-- start Exercise material --

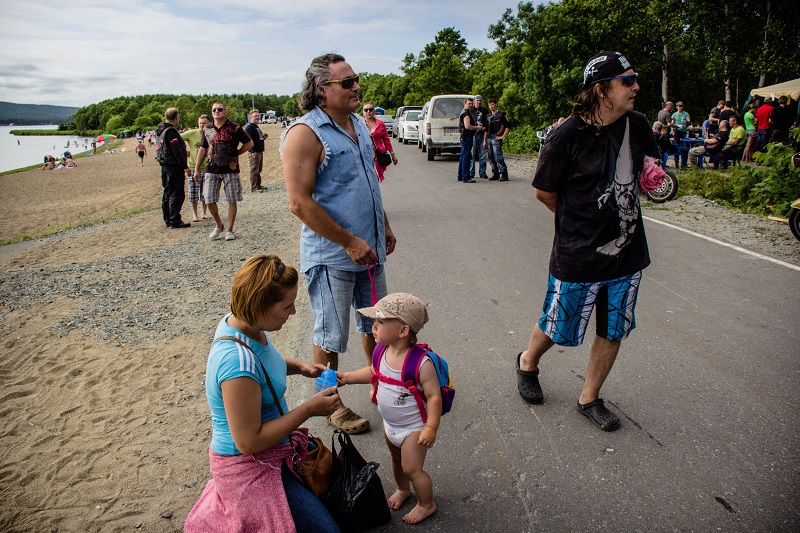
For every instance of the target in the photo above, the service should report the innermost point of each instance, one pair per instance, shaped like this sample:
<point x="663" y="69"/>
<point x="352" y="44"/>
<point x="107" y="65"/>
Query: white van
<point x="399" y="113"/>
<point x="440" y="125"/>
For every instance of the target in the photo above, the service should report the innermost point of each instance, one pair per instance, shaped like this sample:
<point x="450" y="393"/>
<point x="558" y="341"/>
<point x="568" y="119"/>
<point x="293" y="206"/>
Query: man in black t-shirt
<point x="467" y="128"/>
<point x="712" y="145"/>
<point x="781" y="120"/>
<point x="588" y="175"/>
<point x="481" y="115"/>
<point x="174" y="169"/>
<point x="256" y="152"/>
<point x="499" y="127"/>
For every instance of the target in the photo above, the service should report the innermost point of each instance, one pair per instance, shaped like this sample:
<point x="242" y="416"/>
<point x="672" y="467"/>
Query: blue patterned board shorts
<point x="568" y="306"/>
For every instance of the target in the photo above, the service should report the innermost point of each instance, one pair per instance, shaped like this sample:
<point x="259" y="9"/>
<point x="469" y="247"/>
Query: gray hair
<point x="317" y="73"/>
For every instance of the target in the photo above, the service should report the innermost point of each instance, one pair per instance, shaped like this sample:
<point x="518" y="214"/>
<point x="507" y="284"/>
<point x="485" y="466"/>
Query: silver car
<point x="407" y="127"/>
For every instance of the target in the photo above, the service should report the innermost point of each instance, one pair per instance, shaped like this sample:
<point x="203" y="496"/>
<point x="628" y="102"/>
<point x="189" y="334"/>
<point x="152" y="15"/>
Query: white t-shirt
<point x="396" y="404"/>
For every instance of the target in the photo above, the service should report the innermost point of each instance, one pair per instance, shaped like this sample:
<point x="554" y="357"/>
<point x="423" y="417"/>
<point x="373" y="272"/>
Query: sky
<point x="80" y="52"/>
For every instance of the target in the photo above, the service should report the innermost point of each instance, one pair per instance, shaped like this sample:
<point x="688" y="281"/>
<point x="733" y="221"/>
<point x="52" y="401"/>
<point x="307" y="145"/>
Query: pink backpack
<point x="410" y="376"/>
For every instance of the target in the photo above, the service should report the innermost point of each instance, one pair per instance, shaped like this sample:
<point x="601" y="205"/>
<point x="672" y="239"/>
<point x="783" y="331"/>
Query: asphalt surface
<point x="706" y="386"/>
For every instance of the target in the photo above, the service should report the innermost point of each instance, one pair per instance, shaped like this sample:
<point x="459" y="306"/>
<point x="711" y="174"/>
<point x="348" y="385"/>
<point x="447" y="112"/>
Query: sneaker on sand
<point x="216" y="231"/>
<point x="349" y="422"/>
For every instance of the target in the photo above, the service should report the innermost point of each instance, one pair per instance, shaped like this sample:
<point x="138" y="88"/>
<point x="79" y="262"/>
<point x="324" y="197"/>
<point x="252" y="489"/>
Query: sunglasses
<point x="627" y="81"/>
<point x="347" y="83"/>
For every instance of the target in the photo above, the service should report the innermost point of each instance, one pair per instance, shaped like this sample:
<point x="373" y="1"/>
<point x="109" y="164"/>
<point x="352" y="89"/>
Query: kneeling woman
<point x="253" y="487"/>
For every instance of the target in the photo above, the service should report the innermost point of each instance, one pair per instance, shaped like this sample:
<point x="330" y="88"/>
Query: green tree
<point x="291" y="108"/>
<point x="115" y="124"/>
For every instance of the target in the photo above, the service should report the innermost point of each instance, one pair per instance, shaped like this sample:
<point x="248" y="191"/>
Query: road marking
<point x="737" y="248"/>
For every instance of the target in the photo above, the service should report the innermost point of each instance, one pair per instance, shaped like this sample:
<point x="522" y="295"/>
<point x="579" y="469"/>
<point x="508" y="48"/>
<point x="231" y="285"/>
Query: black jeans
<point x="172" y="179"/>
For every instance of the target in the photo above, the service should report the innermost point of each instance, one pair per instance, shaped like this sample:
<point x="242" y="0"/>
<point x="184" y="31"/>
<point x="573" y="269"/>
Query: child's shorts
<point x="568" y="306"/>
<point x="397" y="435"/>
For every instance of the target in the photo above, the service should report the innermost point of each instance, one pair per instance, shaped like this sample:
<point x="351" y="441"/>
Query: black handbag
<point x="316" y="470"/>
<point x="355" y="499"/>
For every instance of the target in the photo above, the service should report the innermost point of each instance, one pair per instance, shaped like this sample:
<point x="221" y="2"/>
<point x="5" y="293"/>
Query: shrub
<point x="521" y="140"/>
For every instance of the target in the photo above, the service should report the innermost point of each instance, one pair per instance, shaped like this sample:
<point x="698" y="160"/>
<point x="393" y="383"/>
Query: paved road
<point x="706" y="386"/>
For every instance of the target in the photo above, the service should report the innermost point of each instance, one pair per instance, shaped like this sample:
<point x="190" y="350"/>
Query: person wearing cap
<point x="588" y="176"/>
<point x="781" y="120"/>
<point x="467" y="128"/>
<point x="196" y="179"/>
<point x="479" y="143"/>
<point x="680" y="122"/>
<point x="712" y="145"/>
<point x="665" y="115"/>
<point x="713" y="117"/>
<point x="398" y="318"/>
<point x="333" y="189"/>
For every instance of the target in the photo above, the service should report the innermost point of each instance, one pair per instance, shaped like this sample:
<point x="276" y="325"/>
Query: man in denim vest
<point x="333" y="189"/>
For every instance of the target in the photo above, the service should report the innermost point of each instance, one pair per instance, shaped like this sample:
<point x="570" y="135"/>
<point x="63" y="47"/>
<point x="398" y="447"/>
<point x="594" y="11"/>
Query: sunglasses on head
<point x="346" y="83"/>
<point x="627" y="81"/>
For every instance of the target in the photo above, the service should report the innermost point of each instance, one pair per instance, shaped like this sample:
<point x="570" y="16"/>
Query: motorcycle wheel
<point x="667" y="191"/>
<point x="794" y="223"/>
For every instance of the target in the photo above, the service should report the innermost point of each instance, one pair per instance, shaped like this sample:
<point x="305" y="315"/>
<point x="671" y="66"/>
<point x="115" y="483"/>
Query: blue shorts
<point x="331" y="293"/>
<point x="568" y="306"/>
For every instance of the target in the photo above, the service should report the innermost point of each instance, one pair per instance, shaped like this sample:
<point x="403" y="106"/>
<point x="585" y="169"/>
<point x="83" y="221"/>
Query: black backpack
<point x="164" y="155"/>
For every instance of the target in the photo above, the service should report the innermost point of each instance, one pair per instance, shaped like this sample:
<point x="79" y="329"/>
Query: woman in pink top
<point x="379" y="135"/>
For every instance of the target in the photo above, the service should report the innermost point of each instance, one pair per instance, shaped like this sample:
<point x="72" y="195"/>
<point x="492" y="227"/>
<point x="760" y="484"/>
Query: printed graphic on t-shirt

-- end Exercise material --
-- start Exercise material --

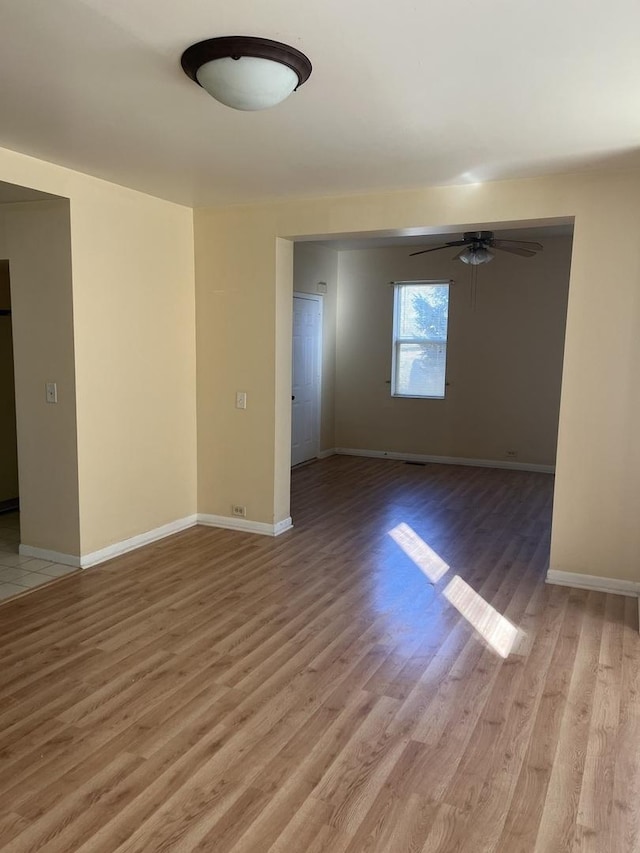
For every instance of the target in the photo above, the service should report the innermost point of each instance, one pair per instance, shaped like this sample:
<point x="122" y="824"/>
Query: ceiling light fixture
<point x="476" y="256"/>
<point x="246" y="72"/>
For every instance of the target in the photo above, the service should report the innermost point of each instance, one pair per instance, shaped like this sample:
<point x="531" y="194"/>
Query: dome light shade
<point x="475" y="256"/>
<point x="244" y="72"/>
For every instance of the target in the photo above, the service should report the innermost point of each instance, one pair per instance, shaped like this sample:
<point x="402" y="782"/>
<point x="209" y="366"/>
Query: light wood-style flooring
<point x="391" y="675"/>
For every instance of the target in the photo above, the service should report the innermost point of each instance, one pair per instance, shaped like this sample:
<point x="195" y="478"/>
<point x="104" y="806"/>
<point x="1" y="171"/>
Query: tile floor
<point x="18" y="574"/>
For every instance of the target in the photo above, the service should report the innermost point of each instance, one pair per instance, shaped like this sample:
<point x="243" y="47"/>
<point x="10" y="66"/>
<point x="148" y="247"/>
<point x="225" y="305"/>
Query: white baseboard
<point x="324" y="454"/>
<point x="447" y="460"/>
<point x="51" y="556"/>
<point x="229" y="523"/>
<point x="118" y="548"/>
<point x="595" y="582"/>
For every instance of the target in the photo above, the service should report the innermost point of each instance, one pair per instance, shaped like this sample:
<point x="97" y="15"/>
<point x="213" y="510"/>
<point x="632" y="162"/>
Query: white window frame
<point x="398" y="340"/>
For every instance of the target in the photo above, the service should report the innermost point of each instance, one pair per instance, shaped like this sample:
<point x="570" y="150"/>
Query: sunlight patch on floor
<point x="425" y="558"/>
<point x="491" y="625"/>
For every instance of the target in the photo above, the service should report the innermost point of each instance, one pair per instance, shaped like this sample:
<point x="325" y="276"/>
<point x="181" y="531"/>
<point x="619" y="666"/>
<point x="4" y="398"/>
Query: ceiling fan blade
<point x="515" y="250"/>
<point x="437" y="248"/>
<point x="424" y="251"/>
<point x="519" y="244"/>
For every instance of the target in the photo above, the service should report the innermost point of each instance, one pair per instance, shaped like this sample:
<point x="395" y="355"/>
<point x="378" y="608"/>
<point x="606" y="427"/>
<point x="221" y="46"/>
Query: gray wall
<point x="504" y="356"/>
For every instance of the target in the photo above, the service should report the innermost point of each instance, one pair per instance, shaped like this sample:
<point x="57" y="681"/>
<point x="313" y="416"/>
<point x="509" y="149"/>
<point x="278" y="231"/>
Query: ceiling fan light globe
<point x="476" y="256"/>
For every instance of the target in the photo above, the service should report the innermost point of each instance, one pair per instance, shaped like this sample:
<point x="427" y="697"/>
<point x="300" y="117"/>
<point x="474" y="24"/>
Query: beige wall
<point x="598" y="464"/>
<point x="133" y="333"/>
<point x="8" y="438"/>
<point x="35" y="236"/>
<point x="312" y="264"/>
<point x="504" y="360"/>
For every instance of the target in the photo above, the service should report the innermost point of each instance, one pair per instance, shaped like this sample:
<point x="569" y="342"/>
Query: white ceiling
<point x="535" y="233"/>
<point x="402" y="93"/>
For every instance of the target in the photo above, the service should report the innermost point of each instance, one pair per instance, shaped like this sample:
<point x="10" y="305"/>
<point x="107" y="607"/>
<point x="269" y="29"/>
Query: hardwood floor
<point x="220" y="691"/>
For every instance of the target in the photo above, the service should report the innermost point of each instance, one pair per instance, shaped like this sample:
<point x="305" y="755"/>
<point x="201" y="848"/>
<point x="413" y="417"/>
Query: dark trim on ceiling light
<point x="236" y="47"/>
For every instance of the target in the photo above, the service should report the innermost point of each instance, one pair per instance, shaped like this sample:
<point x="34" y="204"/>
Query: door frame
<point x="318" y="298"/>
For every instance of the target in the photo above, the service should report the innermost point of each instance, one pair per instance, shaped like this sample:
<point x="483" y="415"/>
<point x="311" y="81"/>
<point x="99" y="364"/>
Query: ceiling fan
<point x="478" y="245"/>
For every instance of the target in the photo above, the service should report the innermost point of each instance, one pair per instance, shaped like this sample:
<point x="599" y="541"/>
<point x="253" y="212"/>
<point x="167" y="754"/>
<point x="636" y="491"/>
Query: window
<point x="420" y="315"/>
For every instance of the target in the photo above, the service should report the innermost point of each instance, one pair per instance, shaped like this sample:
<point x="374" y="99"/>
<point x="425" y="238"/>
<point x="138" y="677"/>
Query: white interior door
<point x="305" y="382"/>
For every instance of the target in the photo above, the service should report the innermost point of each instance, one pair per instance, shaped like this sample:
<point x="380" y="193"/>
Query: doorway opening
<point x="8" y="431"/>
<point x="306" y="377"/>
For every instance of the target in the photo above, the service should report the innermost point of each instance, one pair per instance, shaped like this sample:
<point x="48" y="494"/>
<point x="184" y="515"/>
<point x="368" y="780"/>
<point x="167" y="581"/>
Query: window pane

-- end Exercise material --
-- start Exercise material --

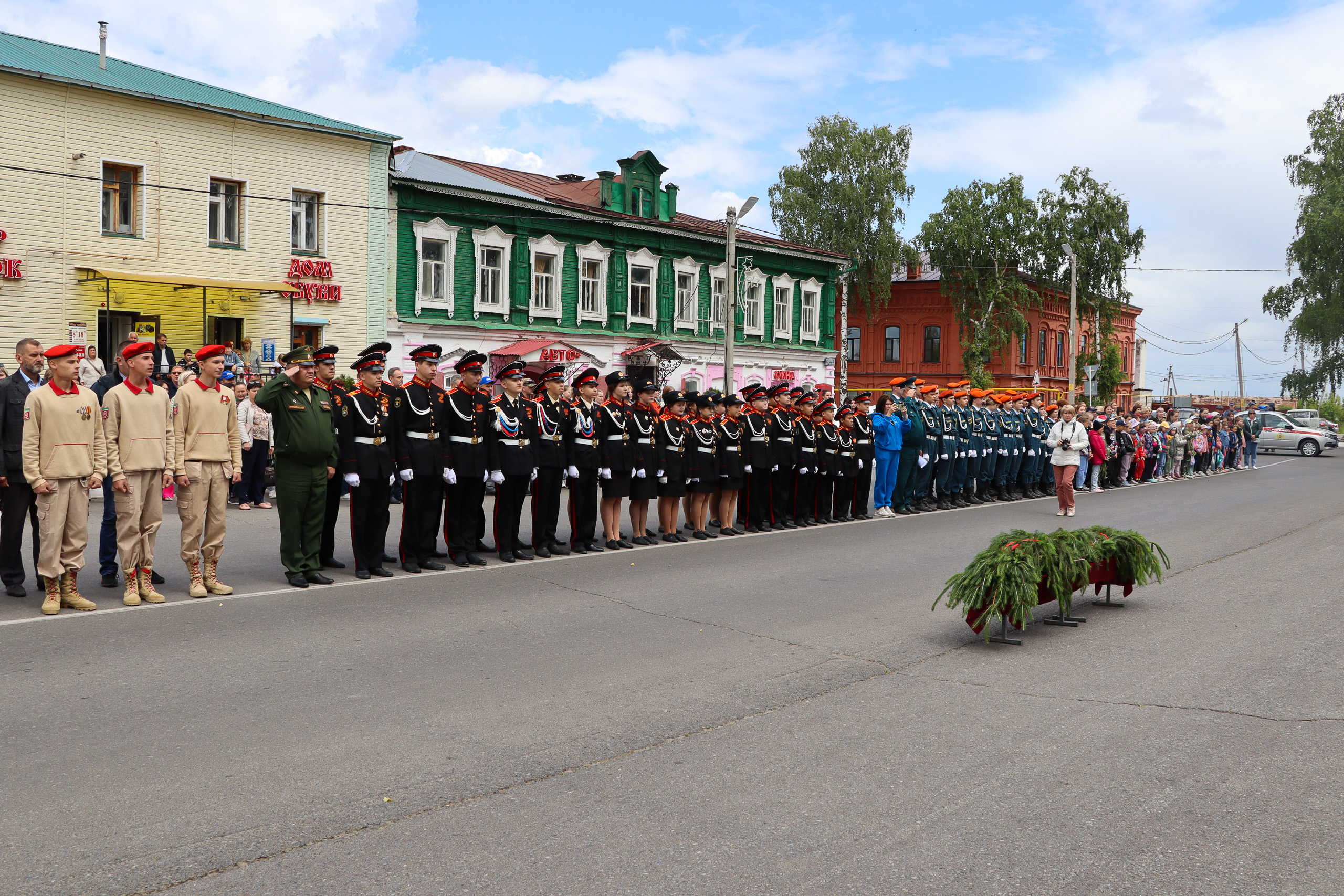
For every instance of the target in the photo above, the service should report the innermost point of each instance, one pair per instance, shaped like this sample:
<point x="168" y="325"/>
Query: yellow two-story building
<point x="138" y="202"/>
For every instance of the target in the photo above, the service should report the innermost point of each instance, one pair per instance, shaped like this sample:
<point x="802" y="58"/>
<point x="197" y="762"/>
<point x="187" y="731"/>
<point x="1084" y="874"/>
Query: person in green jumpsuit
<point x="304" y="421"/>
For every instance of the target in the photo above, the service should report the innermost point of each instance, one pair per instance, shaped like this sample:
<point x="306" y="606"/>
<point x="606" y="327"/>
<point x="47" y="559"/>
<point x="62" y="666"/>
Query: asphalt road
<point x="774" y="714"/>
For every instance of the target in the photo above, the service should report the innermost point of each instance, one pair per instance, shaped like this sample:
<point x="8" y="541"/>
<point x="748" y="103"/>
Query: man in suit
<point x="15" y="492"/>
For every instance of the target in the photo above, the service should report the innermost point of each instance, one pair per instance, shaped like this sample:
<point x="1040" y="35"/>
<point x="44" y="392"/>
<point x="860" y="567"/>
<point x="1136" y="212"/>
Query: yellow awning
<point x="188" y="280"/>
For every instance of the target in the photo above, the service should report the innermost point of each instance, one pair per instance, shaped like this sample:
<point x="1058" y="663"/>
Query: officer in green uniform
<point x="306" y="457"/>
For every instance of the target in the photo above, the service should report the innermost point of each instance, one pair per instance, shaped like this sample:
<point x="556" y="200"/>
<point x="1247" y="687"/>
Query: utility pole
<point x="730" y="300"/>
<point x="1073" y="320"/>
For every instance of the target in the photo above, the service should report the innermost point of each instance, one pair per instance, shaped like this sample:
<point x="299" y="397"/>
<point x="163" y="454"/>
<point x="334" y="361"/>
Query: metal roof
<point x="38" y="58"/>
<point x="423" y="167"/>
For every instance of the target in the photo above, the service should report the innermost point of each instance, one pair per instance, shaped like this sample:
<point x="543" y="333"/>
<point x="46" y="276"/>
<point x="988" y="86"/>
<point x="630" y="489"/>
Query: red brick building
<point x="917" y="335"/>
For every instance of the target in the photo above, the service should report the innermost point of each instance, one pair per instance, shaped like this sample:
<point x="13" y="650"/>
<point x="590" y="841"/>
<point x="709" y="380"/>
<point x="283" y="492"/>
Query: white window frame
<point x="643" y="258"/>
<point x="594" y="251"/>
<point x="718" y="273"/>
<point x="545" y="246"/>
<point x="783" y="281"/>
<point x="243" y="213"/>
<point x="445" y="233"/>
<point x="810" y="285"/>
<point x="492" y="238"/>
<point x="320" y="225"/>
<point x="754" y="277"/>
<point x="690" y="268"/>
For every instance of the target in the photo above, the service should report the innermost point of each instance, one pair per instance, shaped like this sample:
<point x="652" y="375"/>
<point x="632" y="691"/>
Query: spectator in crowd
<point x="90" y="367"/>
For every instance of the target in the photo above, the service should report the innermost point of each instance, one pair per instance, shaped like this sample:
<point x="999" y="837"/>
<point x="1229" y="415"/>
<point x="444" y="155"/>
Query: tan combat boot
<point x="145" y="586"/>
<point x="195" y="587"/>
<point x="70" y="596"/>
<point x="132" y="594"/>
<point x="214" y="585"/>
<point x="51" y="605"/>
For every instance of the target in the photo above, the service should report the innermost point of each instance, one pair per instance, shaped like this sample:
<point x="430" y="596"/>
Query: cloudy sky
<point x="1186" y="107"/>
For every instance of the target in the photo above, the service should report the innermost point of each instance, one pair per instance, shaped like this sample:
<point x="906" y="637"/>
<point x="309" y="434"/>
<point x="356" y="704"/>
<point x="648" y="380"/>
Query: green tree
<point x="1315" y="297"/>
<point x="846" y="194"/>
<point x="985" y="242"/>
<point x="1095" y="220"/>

-- end Exercise material --

Count the lines in the material above that contain the string "window", treating uppercase and lowercase as different, and give only that number.

Result of this task> 4